- What this exercise asks
(a) In the passage about weight and fitness, rewrite the stretch from "Just as life" through "30; constant yo-yo.", replacing "yoga" with "swimming".
(b) According to the passage about weight and fitness, what is the writer's career?
(c) For each statement, say whether it agrees with the passage about weight and fitness, and quote the words that decide it.
(i) The writer gained weight in their late 20s.
(ii) The writer started asking for guidance in their 30s.
(iii) The writer gave up weight training.

So here’s a bit about me: I hate being told what to do. Even as a kid I never listened to anyone. Ever. Just ask my mom. I gained a whole bunch of weight in my late 20’s and have “struggled” to take that weight off. For years, all the things I was doing was counterintuitive to my success and I was fighting an uphill battle within myself, all the while thinking I was the one in charge. Guess what? Bodies don’t work like that! It wasn’t until I got well into my 40’s that I realized it was time to change my tune and start asking for a little guidance.
Just as life does, I got thrown a few curve balls and I learned about the importance of balancing mental, emotional and spiritual health while trying to remain active. Having a career as a Massage Therapist is very physical and when your body isn’t working up to speed, your work suffers. I had to stop doing some of the activities that I enjoyed due to things like running into trees and constantly crashing (snow, it turns out, can feel like cement), so I evolved into running and yoga, pilates and weight training. Still, I’d lose 20, gain 30; constant yo-yo.

- Dataset
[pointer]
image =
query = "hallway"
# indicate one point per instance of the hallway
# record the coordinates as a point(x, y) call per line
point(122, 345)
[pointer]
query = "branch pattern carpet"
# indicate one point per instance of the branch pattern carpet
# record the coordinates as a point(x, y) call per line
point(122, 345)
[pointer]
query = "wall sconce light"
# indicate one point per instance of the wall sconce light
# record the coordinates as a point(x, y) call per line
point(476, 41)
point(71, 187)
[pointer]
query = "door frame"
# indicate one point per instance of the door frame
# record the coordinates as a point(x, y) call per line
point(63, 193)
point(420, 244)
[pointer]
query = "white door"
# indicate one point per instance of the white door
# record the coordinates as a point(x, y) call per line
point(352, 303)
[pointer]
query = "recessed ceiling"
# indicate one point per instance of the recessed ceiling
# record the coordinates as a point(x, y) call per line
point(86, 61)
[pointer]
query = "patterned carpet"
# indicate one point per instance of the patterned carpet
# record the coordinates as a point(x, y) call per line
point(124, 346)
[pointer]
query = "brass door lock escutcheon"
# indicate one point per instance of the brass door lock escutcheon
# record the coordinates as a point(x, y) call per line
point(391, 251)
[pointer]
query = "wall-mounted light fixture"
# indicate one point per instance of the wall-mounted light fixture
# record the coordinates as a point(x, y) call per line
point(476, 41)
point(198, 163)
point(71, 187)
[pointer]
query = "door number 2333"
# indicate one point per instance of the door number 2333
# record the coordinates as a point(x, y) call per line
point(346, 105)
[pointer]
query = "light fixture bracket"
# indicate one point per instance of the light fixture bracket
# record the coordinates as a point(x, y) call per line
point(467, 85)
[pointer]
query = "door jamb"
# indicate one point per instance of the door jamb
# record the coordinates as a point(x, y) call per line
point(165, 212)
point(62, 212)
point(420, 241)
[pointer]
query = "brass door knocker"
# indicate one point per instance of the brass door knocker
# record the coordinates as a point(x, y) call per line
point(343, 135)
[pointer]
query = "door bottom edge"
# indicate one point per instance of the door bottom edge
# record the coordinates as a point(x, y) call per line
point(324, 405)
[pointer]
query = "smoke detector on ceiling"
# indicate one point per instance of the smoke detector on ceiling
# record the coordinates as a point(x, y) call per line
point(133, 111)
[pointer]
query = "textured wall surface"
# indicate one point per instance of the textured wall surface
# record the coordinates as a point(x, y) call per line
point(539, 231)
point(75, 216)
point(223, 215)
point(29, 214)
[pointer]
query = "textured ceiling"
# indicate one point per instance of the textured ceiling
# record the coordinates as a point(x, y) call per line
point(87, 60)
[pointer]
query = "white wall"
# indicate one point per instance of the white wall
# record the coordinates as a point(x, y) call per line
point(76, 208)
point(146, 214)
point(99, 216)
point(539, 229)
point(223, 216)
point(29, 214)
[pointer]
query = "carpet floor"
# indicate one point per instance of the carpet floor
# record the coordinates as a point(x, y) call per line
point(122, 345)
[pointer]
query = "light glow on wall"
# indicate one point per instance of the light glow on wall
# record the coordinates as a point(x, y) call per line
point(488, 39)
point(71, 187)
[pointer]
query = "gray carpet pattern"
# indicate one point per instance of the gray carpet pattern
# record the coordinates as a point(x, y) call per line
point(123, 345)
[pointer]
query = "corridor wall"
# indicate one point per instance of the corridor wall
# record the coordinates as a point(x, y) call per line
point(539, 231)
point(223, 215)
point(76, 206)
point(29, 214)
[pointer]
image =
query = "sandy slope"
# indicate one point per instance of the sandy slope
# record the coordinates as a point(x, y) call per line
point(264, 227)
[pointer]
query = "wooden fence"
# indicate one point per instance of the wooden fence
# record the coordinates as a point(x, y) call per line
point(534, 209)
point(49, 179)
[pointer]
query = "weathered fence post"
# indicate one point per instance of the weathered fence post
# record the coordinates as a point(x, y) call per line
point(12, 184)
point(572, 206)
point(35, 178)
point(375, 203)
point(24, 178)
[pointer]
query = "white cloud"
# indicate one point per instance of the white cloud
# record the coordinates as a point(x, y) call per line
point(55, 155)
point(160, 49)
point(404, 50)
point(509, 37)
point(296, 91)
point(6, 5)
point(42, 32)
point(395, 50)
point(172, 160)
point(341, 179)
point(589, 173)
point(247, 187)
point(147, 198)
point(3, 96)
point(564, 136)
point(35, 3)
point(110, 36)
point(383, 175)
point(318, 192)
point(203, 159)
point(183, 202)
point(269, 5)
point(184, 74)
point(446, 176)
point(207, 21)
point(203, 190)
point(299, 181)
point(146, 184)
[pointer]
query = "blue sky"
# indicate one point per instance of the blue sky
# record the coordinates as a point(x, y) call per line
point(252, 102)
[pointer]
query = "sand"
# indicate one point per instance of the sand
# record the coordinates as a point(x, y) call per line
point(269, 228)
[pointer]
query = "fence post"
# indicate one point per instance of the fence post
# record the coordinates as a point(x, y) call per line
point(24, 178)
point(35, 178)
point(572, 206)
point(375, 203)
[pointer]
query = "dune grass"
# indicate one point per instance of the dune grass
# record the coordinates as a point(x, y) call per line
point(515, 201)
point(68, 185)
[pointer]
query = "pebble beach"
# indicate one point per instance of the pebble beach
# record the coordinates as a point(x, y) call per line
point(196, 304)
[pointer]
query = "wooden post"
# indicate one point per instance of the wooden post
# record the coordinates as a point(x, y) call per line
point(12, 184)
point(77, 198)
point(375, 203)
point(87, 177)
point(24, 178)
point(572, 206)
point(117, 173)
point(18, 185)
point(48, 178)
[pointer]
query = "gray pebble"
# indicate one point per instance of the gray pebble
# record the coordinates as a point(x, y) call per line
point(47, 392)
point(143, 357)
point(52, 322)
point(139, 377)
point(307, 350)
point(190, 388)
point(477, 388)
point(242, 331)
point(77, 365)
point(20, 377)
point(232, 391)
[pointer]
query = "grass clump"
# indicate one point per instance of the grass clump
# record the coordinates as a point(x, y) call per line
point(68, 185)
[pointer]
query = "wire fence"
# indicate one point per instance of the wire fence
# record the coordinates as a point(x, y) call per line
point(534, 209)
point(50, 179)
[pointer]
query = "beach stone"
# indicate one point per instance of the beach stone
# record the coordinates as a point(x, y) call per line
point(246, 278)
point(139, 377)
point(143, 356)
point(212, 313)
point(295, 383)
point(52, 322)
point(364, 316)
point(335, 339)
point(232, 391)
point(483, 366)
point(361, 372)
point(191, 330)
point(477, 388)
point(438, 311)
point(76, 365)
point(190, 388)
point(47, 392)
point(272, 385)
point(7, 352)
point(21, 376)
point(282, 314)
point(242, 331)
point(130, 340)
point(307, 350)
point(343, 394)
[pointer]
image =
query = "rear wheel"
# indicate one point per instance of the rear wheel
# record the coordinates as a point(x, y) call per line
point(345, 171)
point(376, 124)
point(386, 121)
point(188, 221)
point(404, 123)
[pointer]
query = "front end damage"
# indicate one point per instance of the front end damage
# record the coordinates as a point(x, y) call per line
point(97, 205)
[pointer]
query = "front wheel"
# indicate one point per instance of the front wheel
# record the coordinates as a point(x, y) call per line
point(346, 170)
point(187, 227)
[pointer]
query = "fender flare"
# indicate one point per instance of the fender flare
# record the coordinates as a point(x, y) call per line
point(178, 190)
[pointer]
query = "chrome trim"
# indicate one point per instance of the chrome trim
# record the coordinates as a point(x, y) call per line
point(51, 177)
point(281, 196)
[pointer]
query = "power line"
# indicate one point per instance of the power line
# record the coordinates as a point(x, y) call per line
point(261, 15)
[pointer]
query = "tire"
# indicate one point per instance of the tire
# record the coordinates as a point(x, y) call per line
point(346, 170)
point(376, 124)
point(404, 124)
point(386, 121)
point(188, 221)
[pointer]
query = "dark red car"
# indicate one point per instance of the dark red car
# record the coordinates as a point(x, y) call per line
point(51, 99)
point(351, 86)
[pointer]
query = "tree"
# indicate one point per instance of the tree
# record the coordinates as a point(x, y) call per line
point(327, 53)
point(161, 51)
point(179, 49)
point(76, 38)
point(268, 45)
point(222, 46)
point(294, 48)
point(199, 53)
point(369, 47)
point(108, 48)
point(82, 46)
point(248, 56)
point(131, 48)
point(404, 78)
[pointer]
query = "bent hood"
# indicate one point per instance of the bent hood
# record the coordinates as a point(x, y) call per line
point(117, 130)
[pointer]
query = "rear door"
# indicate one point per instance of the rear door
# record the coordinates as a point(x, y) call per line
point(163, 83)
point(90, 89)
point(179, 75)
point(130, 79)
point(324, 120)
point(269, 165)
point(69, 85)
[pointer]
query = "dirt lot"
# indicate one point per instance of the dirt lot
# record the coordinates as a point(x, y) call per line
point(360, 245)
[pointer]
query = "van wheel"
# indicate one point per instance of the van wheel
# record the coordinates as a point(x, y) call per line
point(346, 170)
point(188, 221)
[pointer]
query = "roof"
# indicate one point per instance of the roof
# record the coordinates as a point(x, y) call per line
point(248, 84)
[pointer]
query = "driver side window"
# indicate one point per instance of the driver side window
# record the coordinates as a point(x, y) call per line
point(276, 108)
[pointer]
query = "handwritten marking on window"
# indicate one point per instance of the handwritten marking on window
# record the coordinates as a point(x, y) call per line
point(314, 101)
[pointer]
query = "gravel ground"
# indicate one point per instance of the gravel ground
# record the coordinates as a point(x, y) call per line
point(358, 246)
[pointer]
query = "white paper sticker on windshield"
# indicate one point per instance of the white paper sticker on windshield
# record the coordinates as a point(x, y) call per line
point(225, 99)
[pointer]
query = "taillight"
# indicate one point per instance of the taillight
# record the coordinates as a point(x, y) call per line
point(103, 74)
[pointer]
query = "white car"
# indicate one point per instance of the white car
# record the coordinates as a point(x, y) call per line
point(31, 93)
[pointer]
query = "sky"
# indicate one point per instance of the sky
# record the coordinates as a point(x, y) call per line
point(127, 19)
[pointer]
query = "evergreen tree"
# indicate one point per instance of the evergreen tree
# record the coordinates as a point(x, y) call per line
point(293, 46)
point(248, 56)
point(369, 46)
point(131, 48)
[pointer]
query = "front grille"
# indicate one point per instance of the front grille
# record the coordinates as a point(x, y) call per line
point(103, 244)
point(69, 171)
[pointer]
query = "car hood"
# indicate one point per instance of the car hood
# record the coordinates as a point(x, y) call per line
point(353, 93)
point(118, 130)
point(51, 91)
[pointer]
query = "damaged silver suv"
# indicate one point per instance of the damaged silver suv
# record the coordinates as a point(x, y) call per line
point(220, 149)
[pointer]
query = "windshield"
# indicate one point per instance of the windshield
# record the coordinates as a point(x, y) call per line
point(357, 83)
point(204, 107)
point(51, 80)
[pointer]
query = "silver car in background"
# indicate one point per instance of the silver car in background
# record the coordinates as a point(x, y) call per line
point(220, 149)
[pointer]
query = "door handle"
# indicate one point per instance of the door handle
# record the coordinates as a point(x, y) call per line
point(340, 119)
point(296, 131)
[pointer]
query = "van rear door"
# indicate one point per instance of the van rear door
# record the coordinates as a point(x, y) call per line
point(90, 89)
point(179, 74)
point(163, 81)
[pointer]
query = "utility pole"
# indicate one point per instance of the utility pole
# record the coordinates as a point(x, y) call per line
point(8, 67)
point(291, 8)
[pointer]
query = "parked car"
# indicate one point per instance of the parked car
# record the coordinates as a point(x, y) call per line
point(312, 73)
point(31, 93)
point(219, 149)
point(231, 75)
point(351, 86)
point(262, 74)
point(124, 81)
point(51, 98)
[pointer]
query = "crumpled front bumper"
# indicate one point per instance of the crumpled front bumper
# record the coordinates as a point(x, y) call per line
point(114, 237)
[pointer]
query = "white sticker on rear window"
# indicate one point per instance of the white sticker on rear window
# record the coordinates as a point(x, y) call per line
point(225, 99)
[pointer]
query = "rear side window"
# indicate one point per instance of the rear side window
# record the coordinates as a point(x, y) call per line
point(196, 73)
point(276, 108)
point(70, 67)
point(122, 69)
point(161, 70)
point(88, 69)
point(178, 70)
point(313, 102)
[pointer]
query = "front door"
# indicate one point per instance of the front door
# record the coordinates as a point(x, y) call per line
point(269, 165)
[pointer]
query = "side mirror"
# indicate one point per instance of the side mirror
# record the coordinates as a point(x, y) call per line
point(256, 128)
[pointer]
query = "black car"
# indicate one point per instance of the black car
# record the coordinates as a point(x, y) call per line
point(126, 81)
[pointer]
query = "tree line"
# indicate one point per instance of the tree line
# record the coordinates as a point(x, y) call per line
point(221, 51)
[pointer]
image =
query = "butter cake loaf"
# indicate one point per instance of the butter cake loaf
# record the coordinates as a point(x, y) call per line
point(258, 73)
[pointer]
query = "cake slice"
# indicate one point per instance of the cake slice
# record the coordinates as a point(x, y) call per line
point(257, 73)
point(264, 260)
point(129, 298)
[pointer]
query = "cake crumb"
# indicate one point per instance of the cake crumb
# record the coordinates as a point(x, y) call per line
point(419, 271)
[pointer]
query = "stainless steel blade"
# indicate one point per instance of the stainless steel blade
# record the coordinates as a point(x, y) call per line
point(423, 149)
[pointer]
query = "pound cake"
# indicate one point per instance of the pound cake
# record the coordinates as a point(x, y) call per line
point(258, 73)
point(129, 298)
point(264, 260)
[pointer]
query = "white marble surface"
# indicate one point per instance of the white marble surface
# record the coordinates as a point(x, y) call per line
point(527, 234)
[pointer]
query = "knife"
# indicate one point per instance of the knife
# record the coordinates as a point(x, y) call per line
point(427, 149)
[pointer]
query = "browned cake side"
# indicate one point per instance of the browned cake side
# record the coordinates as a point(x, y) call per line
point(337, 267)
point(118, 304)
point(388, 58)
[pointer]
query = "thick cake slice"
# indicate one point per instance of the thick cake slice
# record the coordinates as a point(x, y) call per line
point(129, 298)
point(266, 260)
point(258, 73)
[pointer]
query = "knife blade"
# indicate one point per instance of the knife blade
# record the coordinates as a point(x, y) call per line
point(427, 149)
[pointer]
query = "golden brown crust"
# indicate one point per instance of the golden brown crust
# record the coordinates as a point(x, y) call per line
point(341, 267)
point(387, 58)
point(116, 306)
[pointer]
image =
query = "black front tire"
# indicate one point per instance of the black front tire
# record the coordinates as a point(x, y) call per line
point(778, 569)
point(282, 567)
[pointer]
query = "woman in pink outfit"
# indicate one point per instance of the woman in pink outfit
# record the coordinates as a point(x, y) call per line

- Your responses
(a)
Just as life does, I got thrown a few curve balls and I learned about the importance of balancing mental, emotional and spiritual health while trying to remain active. Having a career as a Massage Therapist is very physical and when your body isn’t working up to speed, your work suffers. I had to stop doing some of the activities that I enjoyed due to things like running into trees and constantly crashing (snow, it turns out, can feel like cement), so I evolved into running and swimming, pilates and weight training. Still, I’d lose 20, gain 30; constant yo-yo.

(b) Massage Therapist

(c)
(i) Yes: "I gained a whole bunch of weight in my late 20’s"
(ii) No: "It wasn’t until I got well into my 40’s that I realized it was time to change my tune and start asking for a little guidance."
(iii) No: "so I evolved into running and yoga, pilates and weight training."